# START OF DATA FOR THIS TASK

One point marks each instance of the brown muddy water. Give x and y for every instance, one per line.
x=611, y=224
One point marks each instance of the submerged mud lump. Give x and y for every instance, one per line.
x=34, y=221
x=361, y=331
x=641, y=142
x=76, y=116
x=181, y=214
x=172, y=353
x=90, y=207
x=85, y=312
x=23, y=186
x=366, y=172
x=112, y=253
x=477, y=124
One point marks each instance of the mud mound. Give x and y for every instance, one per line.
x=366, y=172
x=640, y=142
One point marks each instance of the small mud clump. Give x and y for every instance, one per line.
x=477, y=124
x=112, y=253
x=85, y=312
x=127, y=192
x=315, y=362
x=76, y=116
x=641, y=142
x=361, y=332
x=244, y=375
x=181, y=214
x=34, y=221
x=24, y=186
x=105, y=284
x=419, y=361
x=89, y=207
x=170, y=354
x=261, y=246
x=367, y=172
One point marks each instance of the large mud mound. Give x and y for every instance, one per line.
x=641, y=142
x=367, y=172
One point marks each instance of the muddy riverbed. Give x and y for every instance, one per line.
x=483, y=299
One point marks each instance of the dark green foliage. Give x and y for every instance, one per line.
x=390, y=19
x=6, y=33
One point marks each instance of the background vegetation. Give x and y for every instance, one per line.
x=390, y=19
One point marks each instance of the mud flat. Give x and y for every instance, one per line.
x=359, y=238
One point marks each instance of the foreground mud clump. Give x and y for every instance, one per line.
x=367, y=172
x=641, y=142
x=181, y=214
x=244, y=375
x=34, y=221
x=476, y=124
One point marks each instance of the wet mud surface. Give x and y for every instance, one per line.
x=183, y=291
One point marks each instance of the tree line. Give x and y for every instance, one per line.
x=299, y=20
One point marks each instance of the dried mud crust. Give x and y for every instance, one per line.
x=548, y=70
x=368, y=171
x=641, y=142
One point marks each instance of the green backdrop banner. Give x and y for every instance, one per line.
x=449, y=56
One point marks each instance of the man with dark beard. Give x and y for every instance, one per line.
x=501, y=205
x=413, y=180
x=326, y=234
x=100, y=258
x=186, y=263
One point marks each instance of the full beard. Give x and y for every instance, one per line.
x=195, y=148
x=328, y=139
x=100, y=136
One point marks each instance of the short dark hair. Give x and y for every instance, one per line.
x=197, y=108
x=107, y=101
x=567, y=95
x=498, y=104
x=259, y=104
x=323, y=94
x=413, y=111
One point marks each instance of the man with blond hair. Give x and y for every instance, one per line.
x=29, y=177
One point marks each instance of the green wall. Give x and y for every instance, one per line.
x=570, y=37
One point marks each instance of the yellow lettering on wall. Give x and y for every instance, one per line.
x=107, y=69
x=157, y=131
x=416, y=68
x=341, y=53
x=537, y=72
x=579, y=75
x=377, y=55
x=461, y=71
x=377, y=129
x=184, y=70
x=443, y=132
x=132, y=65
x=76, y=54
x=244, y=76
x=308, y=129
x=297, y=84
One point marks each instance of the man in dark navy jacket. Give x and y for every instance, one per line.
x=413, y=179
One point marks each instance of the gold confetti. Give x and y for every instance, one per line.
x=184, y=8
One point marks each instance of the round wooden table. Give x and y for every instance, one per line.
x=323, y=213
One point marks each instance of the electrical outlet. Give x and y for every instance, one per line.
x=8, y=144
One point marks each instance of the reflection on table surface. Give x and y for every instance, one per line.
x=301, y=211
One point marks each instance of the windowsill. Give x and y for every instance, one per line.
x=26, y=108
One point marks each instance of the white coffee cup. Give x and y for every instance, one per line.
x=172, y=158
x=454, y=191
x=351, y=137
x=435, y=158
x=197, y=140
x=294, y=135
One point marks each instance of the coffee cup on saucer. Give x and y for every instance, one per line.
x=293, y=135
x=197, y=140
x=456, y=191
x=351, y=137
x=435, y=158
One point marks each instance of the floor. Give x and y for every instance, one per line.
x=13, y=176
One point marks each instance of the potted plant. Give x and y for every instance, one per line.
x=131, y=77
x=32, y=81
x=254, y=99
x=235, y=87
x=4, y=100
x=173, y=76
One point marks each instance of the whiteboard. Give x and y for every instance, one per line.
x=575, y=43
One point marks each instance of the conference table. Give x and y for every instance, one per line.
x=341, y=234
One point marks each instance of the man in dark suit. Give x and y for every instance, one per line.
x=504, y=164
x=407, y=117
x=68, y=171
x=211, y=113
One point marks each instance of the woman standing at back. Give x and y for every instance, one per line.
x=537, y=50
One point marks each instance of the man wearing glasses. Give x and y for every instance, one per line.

# END OF DATA FOR THIS TASK

WORK INSTRUCTIONS> Swap "instance" for "occurrence" throughout the listing above, keeping everything else the same.

EXERCISE ANSWER>
One point marks each occurrence of the brown muddy water. Give x and y for every occurrence, one per line.
x=611, y=224
One point marks each occurrence of the submerged mud lump. Give x and y for every occurrence, one per line.
x=34, y=221
x=361, y=331
x=641, y=142
x=76, y=116
x=181, y=214
x=172, y=353
x=90, y=207
x=85, y=312
x=23, y=186
x=366, y=172
x=112, y=253
x=477, y=124
One point marks each occurrence of the mud mound. Give x and y for every occurrence, one per line.
x=366, y=172
x=640, y=142
One point marks each occurrence of the small mud clump. Give x and y for every occurrence, one per line.
x=477, y=124
x=112, y=253
x=85, y=312
x=127, y=192
x=315, y=362
x=76, y=116
x=641, y=142
x=361, y=332
x=244, y=375
x=181, y=214
x=34, y=221
x=24, y=186
x=105, y=284
x=419, y=361
x=89, y=207
x=170, y=354
x=261, y=246
x=367, y=172
One point marks each occurrence of the large mud mound. Give x and y for every occurrence, one per line.
x=641, y=142
x=367, y=172
One point marks each occurrence of the muddy riverbed. Give x and y for every occurrence, one per line.
x=483, y=299
One point marks each occurrence of the dark green foliage. Give x and y for every occurrence, one per line.
x=390, y=19
x=6, y=33
One point marks each occurrence of the background vegetation. Give x and y for every occurrence, one per line.
x=390, y=19
One point marks each occurrence of the mud flat. Give x and y for every occurrence, one per line.
x=359, y=238
One point marks each occurrence of the foreground mud clump. Give x and y for every occurrence, one per line.
x=367, y=172
x=641, y=142
x=181, y=214
x=244, y=375
x=34, y=221
x=476, y=124
One point marks each occurrence of the wet mud surface. Give x and y for every occurrence, one per line.
x=183, y=291
One point marks each occurrence of the tree line. Give x and y for every occurrence, one per line.
x=299, y=20
One point marks each occurrence of the dried mud crust. Give x and y for every occurrence, one per line.
x=548, y=70
x=368, y=171
x=641, y=142
One point marks each occurrence of the green backdrop banner. Give x and y for every occurrence, one per line.
x=449, y=56
One point marks each occurrence of the man with dark beard. Give x and y for every occurrence, one per line.
x=501, y=205
x=413, y=180
x=326, y=234
x=100, y=258
x=186, y=263
One point marks each occurrence of the full beard. Give x and y for every occurrence, one per line.
x=195, y=148
x=328, y=139
x=100, y=136
One point marks each occurrence of the short dark hair. Give x and y for every occurrence, one per line.
x=197, y=108
x=107, y=101
x=567, y=95
x=498, y=104
x=259, y=104
x=323, y=94
x=413, y=111
One point marks each occurrence of the man with blond hair. Give x and y for every occurrence, one per line.
x=29, y=177
One point marks each occurrence of the green wall. Give x and y for every occurrence, one per line.
x=570, y=37
One point marks each occurrence of the yellow lettering on wall. Give x and y for every occurrence, one per line.
x=107, y=69
x=157, y=131
x=416, y=68
x=341, y=53
x=537, y=72
x=579, y=75
x=377, y=55
x=461, y=71
x=377, y=129
x=184, y=70
x=443, y=132
x=132, y=65
x=76, y=54
x=244, y=76
x=308, y=129
x=297, y=84
One point marks each occurrence of the man in dark navy jacket. Give x and y for every occurrence, one per line.
x=413, y=179
One point marks each occurrence of the gold confetti. Give x and y for every occurrence, one per line.
x=184, y=8
One point marks each occurrence of the round wooden table. Give x and y for every occurrence, one per line.
x=323, y=213
One point marks each occurrence of the electrical outlet. Give x and y for every occurrence, one per line.
x=8, y=144
One point marks each occurrence of the reflection on table surface. Give x and y for every occurrence, one per line.
x=301, y=211
One point marks each occurrence of the windowsill. Give x and y for every occurrence, one per line.
x=26, y=108
One point marks each occurrence of the white coffee cup. Give x and y for every occurrence, one per line.
x=172, y=158
x=454, y=191
x=351, y=137
x=435, y=158
x=197, y=140
x=294, y=135
One point marks each occurrence of the coffee cup on saucer. Give x and y for every occurrence, one per line.
x=293, y=135
x=197, y=140
x=456, y=191
x=351, y=137
x=435, y=158
One point marks each occurrence of the floor. Give x and y for every occurrence, one per line.
x=13, y=176
One point marks each occurrence of the potted plant. Give x and y for every occurrence, one per line.
x=131, y=77
x=32, y=81
x=254, y=99
x=235, y=87
x=4, y=100
x=173, y=76
One point marks each occurrence of the whiteboard. Give x and y for every occurrence, one per line.
x=575, y=43
One point marks each occurrence of the conference table. Give x and y for every occurrence, one per line.
x=341, y=234
One point marks each occurrence of the man in dark suit. Give x and y for every occurrence, one per line.
x=504, y=164
x=407, y=117
x=68, y=171
x=211, y=113
One point marks each occurrence of the woman standing at back. Give x and y for every occurrence, one per line.
x=537, y=50
One point marks each occurrence of the man wearing glasses. Give x and y for every occurrence, one per line.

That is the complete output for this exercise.